▶ Testo citato
-------------------------
Siamo qui non per celebrare un rito, ne' per una consuetudine, nemmeno per ricordare    una semplice data,  ma molto di più, è un momento particolarmente importante della storia del nostro Paese, per un profondo senso di riconoscenza nei confronti di coloro che hanno consegnato il Paese alla liberta', per una riflessione sulle radici della nostra democrazia, per un forte convincimento etico e morale, per un dovere civile e istituzionale.
la Resistenza e la Liberazione.
La Resistenza non è stata solo una lotta contro qualcosa che doveva finire (il fascismo ed il Nazismo) ma anche “per qualcosa che stava per cominciare”: la Costituzione.
Viviamo un momento di crisi gravissima per il nostro Paese: una pesante recessione economica, disoccupazione a livelli inaccettabili. Alcuni gesti estremi che le cronache ci presentano in questi giorni non possono non colpirci nel profondo e preoccuparci.
Scenario sociale e politico contrassegnato da forte caduta dei valori, da corruzione diffusa, da rabbia estesa che lascia sovente spazi al populismo e all’autoritarismo. Uno scenario grave e pericoloso per la nostra democrazia anche alla luce dei più recenti avvenimenti post elettorali, quali la mancata costituzione di un governo e la nomina travagliata del Presidente della Repubblica.
Diffusione di espressioni del neofascismo e del neonazismo in Europa (Grecia e Ungheria) ma anche in Italia.
Dobbiamo riuscire, per dare un significato alla nostra presenza oggi, ad accomunare un momento di: memoria, ringraziamento e impegno contro l’indifferenza
Iniziamo dall’importanza di conservare la memoria di quei giorni per evitare che il tempo affievolisca il ricordo.
La storia: la nascita del fascismo, la dittatura, l’adesione acritica ed entusiastica di molti italiani al fascismo, l’ottundimento delle coscienze, le adunate oceaniche nelle piazze: non dimenticare perché il populismo è sempre in agguato. E poi la guerra, i bombardamenti ed i civili che finalmente comprendono che in una guerra “tutti sono destinati a perdere” non solo i militari che muoiono al fronte.
La scelta non facile della Resistenza contro i fascisti ed i nazisti. Conservare la memoria vuol dire rendere onore a quelle donne ed a quegli uomini che si schierarono a rischio della propria vita (e molti la persero) per la democrazia, per la libertà, per la giustizia: in una parola per quei valori che troviamo oggi enunciati nella nostra Costituzione.
Forse, come ha affermato il Presidente emerito Carlo Azeglio Ciampi in un suo recente libro, - non è il mondo che hanno sognato i partigiani ma è sicuramente migliore di quello che hanno vissuto i nostri genitori ed i nostri nonni negli anni del ventennio e della guerra. -  e noi aggiungiamo, che rischia di essere un mondo peggiore per i nostri figli, dal punto di vista delle aspettative e dello stato sociale con tanta difficoltà costruito proprio negli anni che seguirono la Resistenza, ed ora messo in discussione a causa dei diktat imposti dai poteri finanziari.
-------------------------
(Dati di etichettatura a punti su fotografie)
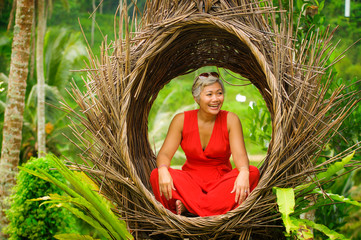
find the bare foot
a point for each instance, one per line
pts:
(180, 207)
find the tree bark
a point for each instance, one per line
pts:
(11, 18)
(13, 120)
(93, 23)
(41, 78)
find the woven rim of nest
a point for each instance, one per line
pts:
(176, 38)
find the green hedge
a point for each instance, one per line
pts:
(30, 219)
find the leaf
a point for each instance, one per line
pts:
(286, 203)
(335, 167)
(328, 232)
(339, 198)
(73, 236)
(301, 229)
(95, 209)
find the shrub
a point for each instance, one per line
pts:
(30, 219)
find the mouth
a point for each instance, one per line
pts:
(214, 106)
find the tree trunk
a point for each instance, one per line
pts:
(13, 120)
(41, 79)
(93, 23)
(11, 18)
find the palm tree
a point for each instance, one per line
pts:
(40, 76)
(13, 119)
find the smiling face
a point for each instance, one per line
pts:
(211, 99)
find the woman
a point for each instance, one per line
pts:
(206, 185)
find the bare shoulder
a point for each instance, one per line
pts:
(233, 121)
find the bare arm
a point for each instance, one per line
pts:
(240, 158)
(166, 153)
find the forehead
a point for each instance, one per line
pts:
(213, 87)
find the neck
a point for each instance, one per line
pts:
(206, 117)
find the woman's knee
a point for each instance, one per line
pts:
(154, 175)
(254, 171)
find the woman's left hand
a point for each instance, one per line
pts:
(241, 186)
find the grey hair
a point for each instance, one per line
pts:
(201, 82)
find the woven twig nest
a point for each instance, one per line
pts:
(176, 38)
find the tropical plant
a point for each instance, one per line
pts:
(287, 200)
(82, 200)
(64, 50)
(31, 219)
(14, 109)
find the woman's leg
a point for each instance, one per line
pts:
(219, 198)
(188, 191)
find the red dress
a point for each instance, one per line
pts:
(206, 180)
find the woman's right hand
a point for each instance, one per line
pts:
(165, 183)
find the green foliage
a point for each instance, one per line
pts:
(82, 201)
(287, 203)
(259, 124)
(29, 220)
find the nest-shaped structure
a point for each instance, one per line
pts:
(175, 37)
-------------------------
▶ Quesito breve A
Traduca in inglese la seguente frase del discorso sulla Resistenza: "Iniziamo dall’importanza di conservare la memoria di quei giorni per evitare che il tempo affievolisca il ricordo."
▶ Quesito breve B
Riporti fedelmente il passo del discorso sulla Resistenza compreso tra "Viviamo un momento" e "Presidente della Repubblica.", estremi inclusi.

▶ Risposta scritta A
Let us begin with the importance of preserving the memory of those days, so that time does not dim the remembrance.

▶ Risposta scritta B
Viviamo un momento di crisi gravissima per il nostro Paese: una pesante recessione economica, disoccupazione a livelli inaccettabili. Alcuni gesti estremi che le cronache ci presentano in questi giorni non possono non colpirci nel profondo e preoccuparci.
Scenario sociale e politico contrassegnato da forte caduta dei valori, da corruzione diffusa, da rabbia estesa che lascia sovente spazi al populismo e all’autoritarismo. Uno scenario grave e pericoloso per la nostra democrazia anche alla luce dei più recenti avvenimenti post elettorali, quali la mancata costituzione di un governo e la nomina travagliata del Presidente della Repubblica.